╔══

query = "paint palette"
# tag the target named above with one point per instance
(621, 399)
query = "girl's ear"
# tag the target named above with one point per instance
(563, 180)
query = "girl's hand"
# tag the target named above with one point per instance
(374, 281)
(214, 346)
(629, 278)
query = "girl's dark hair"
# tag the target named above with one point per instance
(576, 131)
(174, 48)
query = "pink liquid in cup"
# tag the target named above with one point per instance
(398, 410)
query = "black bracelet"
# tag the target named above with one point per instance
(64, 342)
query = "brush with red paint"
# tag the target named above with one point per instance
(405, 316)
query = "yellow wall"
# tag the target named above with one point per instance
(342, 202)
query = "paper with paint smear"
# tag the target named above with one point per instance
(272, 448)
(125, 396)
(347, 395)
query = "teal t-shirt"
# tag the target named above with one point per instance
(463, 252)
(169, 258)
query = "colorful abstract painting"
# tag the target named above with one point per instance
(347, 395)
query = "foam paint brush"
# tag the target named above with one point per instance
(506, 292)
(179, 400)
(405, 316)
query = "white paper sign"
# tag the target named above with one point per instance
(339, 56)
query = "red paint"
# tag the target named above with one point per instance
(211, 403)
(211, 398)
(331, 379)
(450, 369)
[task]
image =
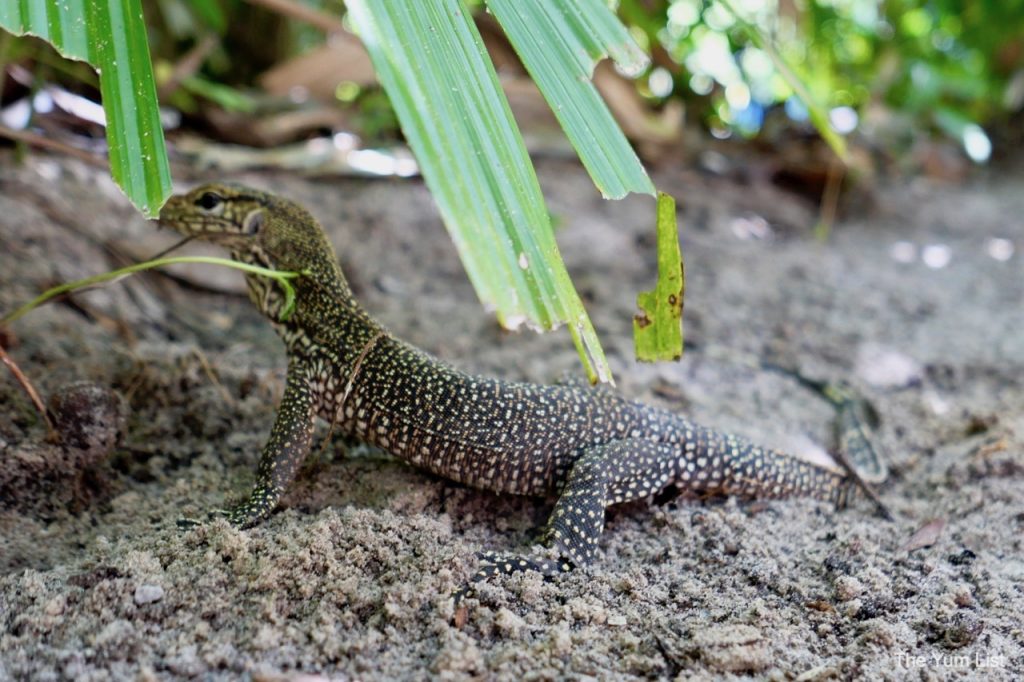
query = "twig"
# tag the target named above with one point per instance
(187, 66)
(29, 389)
(829, 198)
(56, 145)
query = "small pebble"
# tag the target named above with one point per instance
(848, 588)
(145, 594)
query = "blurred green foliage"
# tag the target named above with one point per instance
(888, 68)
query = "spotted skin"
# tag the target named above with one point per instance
(590, 448)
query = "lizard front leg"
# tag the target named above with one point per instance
(284, 453)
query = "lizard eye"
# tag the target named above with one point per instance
(209, 201)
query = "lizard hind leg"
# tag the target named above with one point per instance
(615, 472)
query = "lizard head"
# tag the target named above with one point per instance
(255, 226)
(263, 229)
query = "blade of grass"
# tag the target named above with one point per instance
(657, 332)
(110, 35)
(560, 42)
(282, 276)
(430, 59)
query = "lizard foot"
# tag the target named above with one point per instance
(242, 515)
(495, 563)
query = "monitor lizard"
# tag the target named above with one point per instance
(590, 448)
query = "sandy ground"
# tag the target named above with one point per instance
(351, 580)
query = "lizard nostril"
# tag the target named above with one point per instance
(209, 201)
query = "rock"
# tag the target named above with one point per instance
(887, 368)
(733, 648)
(146, 594)
(90, 420)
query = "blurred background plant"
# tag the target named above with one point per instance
(909, 85)
(893, 73)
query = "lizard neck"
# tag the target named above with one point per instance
(327, 318)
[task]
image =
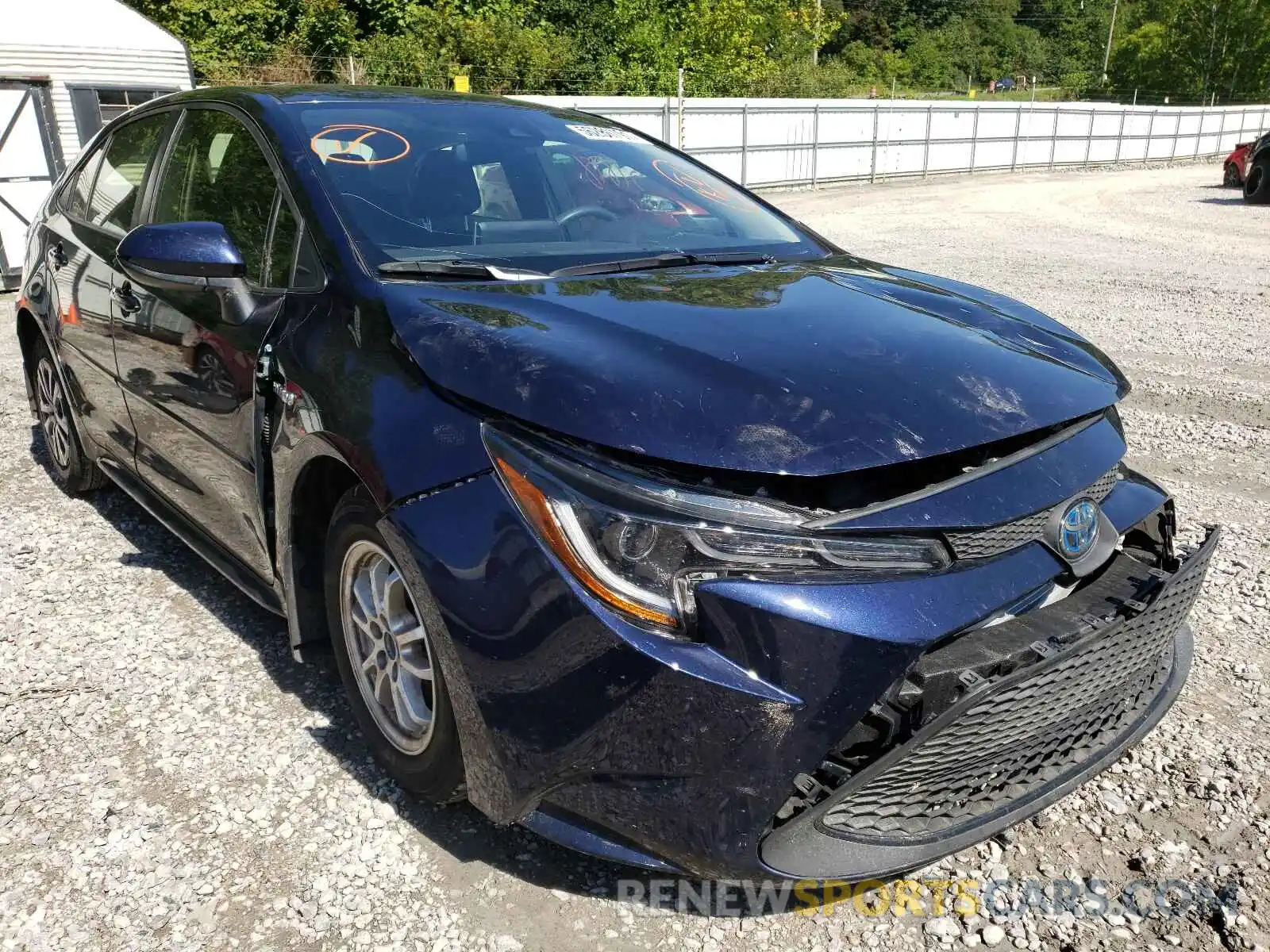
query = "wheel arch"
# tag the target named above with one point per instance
(310, 486)
(29, 333)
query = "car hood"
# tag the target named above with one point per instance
(795, 368)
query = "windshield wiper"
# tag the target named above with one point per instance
(457, 268)
(671, 259)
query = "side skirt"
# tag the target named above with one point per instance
(252, 584)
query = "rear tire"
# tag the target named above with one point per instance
(67, 463)
(385, 657)
(1257, 187)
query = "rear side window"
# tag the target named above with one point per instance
(217, 173)
(118, 183)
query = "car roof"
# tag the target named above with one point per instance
(271, 95)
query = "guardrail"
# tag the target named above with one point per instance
(785, 143)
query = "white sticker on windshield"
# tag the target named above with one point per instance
(605, 133)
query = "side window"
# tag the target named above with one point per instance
(219, 173)
(76, 196)
(118, 183)
(283, 247)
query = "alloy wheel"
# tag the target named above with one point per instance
(54, 419)
(387, 647)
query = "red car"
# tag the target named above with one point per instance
(1232, 175)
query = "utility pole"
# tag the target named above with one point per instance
(816, 36)
(1106, 56)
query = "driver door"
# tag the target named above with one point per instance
(188, 374)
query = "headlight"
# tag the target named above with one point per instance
(641, 546)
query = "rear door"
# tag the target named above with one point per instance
(190, 374)
(83, 230)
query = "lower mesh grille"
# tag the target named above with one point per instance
(1009, 740)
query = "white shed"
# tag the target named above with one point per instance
(67, 67)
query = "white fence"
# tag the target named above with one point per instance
(766, 143)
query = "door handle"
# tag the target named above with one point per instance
(124, 296)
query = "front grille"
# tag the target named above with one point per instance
(1015, 736)
(983, 543)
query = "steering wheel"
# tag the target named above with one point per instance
(583, 211)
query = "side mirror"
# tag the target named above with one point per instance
(182, 257)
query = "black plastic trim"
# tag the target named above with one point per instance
(252, 584)
(803, 850)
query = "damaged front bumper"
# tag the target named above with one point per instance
(812, 730)
(1083, 681)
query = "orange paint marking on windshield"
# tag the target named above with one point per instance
(689, 181)
(346, 155)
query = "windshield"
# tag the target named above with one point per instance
(524, 188)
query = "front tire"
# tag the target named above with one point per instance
(387, 658)
(69, 465)
(1257, 187)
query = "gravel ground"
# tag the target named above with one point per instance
(169, 778)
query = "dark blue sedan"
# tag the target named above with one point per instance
(632, 509)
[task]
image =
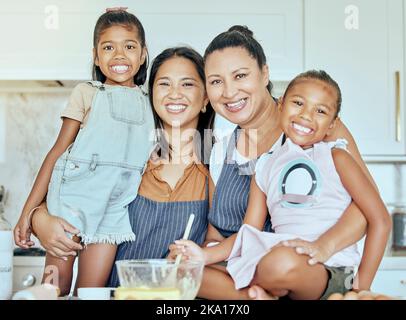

╚══

# EXERCISE BRIEF
Give the material above again exactly as it stands, minus any images.

# ANSWER AREA
query = "paint palette"
# tag the target named above with one point per instance
(621, 399)
query = "girl's ear"
# tag the target named above with one point per instance
(563, 180)
query = "girl's hand"
# tag the target named above with one point per instance
(374, 281)
(214, 346)
(629, 278)
query = "girl's dark hair"
# tag the target named above with one point per instance
(576, 131)
(174, 48)
query = "pink liquid in cup"
# tag the target named above with one point per instance
(398, 410)
query = "black bracelet"
# tag the target named above with one point per instance
(64, 342)
query = "brush with red paint"
# tag the target named above with one point per instance
(405, 316)
query = "yellow wall"
# tag the target named above with one point per instance
(342, 202)
query = "paper with paint smear"
# tag the target named above with one point per instance
(272, 448)
(125, 396)
(347, 395)
query = "teal t-shirt"
# tag the target named above with one point per instance
(463, 252)
(169, 258)
query = "colorful abstract painting"
# tag the target named above with one point per instance
(347, 395)
query = "foam paint brush"
# tag the target named above with one point per instance
(506, 292)
(179, 400)
(405, 316)
query = "white paper sign"
# tag the target named above with one point per instance
(339, 56)
query = "red paint"
# tag the target named above with one point per instance
(211, 403)
(211, 398)
(331, 379)
(450, 369)
[task]
image =
query = "twig"
# tag the target named above with one point per instance
(187, 66)
(29, 389)
(829, 198)
(56, 145)
query = "small pebble"
# tag the target named above with one point per instance
(848, 588)
(145, 594)
query = "blurred green foliage"
# tag the target named above with one point per instance
(888, 68)
query = "spotted skin"
# tag the target named above with one point per instance
(590, 448)
query = "lizard front leg"
# tag the target named above with one point per instance
(284, 453)
query = "lizard eye"
# tag the target named above with one point per instance
(209, 201)
query = "lizard hind leg"
# tag the target named above with one point per instance
(615, 472)
query = "lizard head"
# tag the target named above with one point per instance
(255, 226)
(263, 229)
query = "blade of grass"
# tag the target named above with one point per instance
(657, 332)
(110, 35)
(560, 42)
(282, 276)
(430, 59)
query = "lizard foot"
# tag the target named above with one point per instance
(242, 515)
(495, 563)
query = "monitor lizard"
# tag the target named above with one point per instance
(590, 448)
query = "sandy ground"
# tag the target named above with one point per instance
(351, 580)
query = "lizard nostril"
# tag the target named above with one point per instance
(209, 201)
query = "rock"
# tag the target named above with one point per instance
(887, 368)
(733, 648)
(146, 594)
(90, 420)
query = "blurred background plant"
# tag the target named above with one point per instance
(909, 85)
(893, 73)
query = "lizard neck"
# tag the target named above with one point per instance
(327, 318)
[task]
image =
query = "wheel arch"
# tag the target named above with one point per instance
(310, 486)
(29, 333)
query = "car hood"
# tag the target named above with one point per instance
(795, 368)
query = "windshield wiper"
# tag the target named above with one point per instance
(457, 268)
(671, 259)
query = "side skirt"
# tag the target named above with one point per instance
(252, 584)
query = "rear tire"
# tag the target named above with one point per instance
(67, 463)
(385, 657)
(1257, 187)
query = "rear side window"
# tag the target named above with one point per instance
(217, 173)
(118, 183)
query = "car roof"
# tag the target named above with one point per instance
(271, 95)
query = "guardrail"
# tag the target named above with one point per instance
(785, 143)
query = "white sticker on windshield"
# tag the target named above with one point per instance
(605, 133)
query = "side window"
# tag the target named above with one point per instance
(219, 173)
(76, 196)
(118, 183)
(283, 247)
query = "alloy wheel"
# tag the target named above with one point per instance
(54, 419)
(387, 647)
query = "red car"
# tag the target named above with one point per instance
(1232, 175)
query = "utility pole"
# tag the target named above with one point per instance
(816, 36)
(1106, 56)
query = "driver door"
# tag the target named above with one point per instance
(188, 374)
query = "headlight"
# tag the target named above with one point per instance
(641, 546)
query = "rear door"
# tag the target named above with one point per instance
(190, 374)
(83, 230)
query = "lower mesh grille"
# tag the target named above with one point per instance
(1009, 740)
query = "white shed"
# tag the target named above with one point per instance
(67, 67)
query = "white fence"
# tag the target named above with one point per instance
(766, 143)
query = "door handle"
# tag the target named above with one point per instance
(124, 296)
query = "front grille"
# tag the target named above with one point per instance
(1015, 736)
(983, 543)
query = "steering wheel"
# tag the target named above with one point per instance
(583, 211)
query = "side mirror"
# tag the target named above with one point per instance
(182, 257)
query = "black plastic trim"
# tag the target named above with one point per instance
(252, 584)
(803, 850)
query = "damaged front bumper"
# tag the target named above with one point per instance
(812, 730)
(1083, 681)
query = "orange paint marking on windshield"
# tag the target named above with one point per instance
(689, 181)
(346, 155)
query = "windshield"
# tag the target named above with one point per instance
(524, 188)
query = "front tire"
# tag the target named above with one point per instance
(387, 658)
(69, 465)
(1257, 187)
query = "gravel ground"
# tag the target named above with one point per instance
(169, 778)
query = "dark blue sedan"
# tag the target named above with one point per instance
(632, 509)
[task]
image =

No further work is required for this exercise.